REQUIRED ACTION
Arrange every line of the records below as a numbered list, dropping any blank lines.

DATA EXCERPTS
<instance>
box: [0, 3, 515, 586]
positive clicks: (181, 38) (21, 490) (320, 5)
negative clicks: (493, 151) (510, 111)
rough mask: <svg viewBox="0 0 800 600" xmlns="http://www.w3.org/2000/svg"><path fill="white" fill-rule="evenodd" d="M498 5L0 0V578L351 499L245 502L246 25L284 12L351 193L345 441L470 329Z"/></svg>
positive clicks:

OUTPUT FOR THIS EXERCISE
1. <instance>
2. box: [0, 3, 515, 586]
3. positive clicks: (181, 38) (21, 490) (320, 5)
4. negative clicks: (493, 151) (510, 111)
5. rough mask: <svg viewBox="0 0 800 600" xmlns="http://www.w3.org/2000/svg"><path fill="white" fill-rule="evenodd" d="M498 5L0 0V578L351 499L245 502L246 25L284 12L351 193L345 441L470 329Z"/></svg>
6. positive clicks:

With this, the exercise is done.